_TEXTE EXTRAIT_

La seule manière d’éviter la thèse de Michel Henry sur l’affectivité, c’est de soutenir, avec Levinas, que si l’affectivité n’est effectivement pas attachée à l’objet, elle est liée par contre à l’expérience d’autrui. Nous avons vu en effet que pour Levinas, autrui est ce visage qui provoque un décentrement radical, un arrachement à soi et me propulse  vers l’infini de l’Altérité. En gros on peut dire que Michel Henry bâtit une philosophie de l’Immanence radicale de l’Absolu, Levinas construit une philosophie de la Transcendance radicale. Le sens commun se reconnaîtra dans la seconde, car nous avons tous tendance à réduire l’affectivité au champ des relations interpersonnelles. Bref, nous parlons d’affectivité dans le domaine des déchirures de l’attachement. L’attachement est très « affectif », comme on dit! Dans l’affectivité, on repère par excellence la difficulté relationnelle. Autrui, paraissant dans mon champ de conscience, polarise l’affectivité, rend manifeste la demande et l’attente d’une vie qui n’est pas mienne, mais celle de l’autre. Autrui s’immisce entre moi et moi et me décentre en me demandant secours, de sorte qu’exister affectivement veut dire exister pour un autre. Nous n’allons pas rentrer dans des polémiques entre ces deux auteurs. Notons cependant que Levinas dit avoir été ébloui par la lecture de Michel Henry et avoir dû par la suite infléchir la tendance objectiviste de sa propre philosophie. Levinas a compris qu’il s’égarait dans une conception de la manifestation fondée sur l’ekstase ; ce qui condamnait l’Être à être perpétuellement hors de soi. Autrui en conséquence, comme tout-Autre, ne pouvait être qu’un mirage de la représentation.

_DONNÉES EXTRAITES_
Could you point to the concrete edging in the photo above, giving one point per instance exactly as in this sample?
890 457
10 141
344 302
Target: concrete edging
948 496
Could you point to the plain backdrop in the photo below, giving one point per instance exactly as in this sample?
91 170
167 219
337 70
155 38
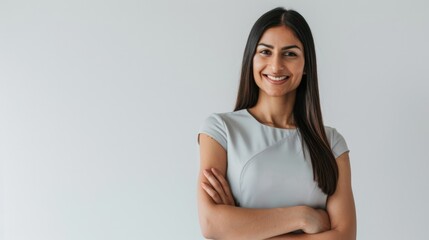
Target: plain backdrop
101 101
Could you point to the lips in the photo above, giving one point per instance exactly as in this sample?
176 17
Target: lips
276 79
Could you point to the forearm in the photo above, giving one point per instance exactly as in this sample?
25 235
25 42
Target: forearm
229 222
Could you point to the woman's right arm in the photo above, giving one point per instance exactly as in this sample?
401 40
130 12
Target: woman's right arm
219 221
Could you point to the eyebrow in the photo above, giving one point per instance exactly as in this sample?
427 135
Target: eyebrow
283 48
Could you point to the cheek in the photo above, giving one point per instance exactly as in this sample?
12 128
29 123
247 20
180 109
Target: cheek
257 65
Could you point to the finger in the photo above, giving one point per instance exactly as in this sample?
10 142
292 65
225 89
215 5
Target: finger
212 193
225 186
216 185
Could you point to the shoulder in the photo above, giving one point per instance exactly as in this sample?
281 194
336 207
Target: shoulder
336 140
216 125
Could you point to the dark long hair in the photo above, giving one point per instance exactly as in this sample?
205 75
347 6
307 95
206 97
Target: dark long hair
306 110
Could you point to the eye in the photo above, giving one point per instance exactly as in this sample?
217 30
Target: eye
290 54
265 52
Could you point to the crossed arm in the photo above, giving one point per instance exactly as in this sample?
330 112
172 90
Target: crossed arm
221 219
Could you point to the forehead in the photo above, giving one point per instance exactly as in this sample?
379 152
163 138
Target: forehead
280 36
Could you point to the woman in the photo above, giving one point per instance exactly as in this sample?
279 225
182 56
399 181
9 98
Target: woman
271 169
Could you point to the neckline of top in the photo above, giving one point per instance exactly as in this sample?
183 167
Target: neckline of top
267 126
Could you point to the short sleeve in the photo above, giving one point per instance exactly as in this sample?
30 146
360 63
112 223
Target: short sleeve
337 141
214 126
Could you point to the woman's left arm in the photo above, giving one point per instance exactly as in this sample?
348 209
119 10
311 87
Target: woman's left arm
340 208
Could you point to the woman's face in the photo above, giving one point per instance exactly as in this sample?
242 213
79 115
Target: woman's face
278 64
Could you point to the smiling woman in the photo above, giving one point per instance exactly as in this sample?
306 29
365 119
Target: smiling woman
271 169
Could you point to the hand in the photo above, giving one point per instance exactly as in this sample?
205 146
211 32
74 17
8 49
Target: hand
316 221
218 189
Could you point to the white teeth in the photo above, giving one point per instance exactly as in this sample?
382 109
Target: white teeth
276 78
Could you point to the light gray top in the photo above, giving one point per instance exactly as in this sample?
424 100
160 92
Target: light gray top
266 166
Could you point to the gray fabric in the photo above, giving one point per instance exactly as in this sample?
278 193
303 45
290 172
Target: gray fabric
266 166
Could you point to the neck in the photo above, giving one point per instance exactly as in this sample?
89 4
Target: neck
275 111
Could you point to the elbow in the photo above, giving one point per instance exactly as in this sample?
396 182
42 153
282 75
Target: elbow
207 229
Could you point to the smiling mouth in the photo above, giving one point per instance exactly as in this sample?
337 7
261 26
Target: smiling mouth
277 78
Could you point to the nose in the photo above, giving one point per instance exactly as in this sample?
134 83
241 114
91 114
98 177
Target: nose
277 64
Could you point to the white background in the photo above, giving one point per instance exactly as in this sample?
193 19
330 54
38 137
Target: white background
100 103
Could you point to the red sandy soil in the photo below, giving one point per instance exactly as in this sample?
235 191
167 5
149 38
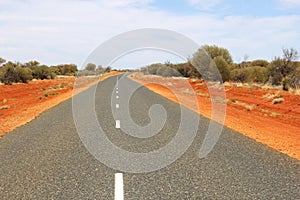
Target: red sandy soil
21 103
249 110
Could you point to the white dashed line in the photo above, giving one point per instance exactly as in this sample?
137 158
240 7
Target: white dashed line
118 124
119 192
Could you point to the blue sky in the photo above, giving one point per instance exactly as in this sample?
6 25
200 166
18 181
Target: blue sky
67 31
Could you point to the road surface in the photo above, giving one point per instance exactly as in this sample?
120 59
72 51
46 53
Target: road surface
46 159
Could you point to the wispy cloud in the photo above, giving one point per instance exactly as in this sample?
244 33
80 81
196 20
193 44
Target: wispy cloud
204 4
289 4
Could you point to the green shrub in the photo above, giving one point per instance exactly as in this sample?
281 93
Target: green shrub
9 74
295 79
257 74
42 72
24 74
240 75
223 68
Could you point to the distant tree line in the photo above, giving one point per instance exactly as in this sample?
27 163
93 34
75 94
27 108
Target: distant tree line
284 71
13 72
92 70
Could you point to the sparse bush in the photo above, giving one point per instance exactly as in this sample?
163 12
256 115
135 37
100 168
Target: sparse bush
24 74
257 74
9 74
90 67
42 72
223 68
295 78
240 75
261 63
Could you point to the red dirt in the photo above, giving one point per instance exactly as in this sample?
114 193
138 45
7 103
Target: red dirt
21 103
249 110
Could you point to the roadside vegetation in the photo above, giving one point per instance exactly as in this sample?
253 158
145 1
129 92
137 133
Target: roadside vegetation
282 71
14 72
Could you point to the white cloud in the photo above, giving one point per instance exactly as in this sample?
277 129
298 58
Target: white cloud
62 31
289 4
204 4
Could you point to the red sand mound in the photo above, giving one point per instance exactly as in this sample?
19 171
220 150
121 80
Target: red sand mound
20 103
249 110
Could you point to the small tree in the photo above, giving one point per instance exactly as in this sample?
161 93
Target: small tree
2 60
223 68
215 51
9 75
90 67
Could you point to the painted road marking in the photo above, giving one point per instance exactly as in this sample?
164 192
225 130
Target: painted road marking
119 191
118 124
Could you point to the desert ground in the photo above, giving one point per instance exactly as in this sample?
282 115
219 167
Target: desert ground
21 103
268 115
250 109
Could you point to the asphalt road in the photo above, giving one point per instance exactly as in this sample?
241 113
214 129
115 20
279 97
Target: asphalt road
46 158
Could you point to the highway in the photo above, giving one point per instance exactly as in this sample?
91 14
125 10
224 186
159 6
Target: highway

_CONSIGNES_
A. D'après le texte sur l'affectivité, quel type de philosophie Levinas construit-il ?
B. Réécrivez sous forme de liste, en conservant ses faits principaux, le paragraphe du texte sur l'affectivité qui commence par « La seule manière d'éviter ».
C. Reprenez le texte sur l'affectivité après sa dernière phrase et écrivez-en la suite.
Les données ne jouent aucun rôle ici.

_CORRIGÉ_
A. Une philosophie de la Transcendance radicale.

B.
- Pour éviter la thèse de Michel Henry sur l'affectivité, on peut soutenir avec Levinas qu'elle n'est pas attachée à l'objet mais liée à l'expérience d'autrui.
- Pour Levinas, autrui est un visage qui provoque un décentrement radical et propulse vers l'infini de l'Altérité.
- Michel Henry bâtit une philosophie de l'Immanence radicale de l'Absolu, et Levinas une philosophie de la Transcendance radicale.
- Le sens commun se reconnaît dans la seconde, car il réduit l'affectivité aux relations interpersonnelles et aux déchirures de l'attachement.
- Autrui polarise l'affectivité et me décentre en me demandant secours : exister affectivement, c'est exister pour un autre.
- Levinas dit avoir été ébloui par la lecture de Michel Henry et avoir ensuite infléchi la tendance objectiviste de sa propre philosophie.
- Il a compris qu'une conception de la manifestation fondée sur l'ekstase condamnait l'Être à être hors de soi, et faisait d'autrui un mirage de la représentation.

C.
C. Affectivité et non-dualité

Mais n’est-il pas indispensable, pour s’affirmer, de se détourner de soi et se détourner de soi n’est-ce pas la liberté ? S’arracher à l’affectivité, n’est-ce pas le libre-arbitre ? Rimbaud ne disait-il pas je suis un autre ? Si le pur sujet Soi se tient en soi, dans le champ de l’affectivité, ne peut-on pas dire qu’il n’y a pas de liberté possible ? Ne doit-on pas se séparer de soi pour s’affirmer comme un moi personnel ? Le moi ne s’affirme-il pas lui-même en trouvant son salut dans l’évasion hors de soi en direction des autres ? D’ailleurs, n’est-ce pas exactement ce que disait Sartre, quand il affirmait que la conscience elle-même est une fuite hors de soi ? La liberté n’est-elle pas cette fuite hors de soi dans lequel le moi peut prendre toutes les formes et jouer tous les personnages ?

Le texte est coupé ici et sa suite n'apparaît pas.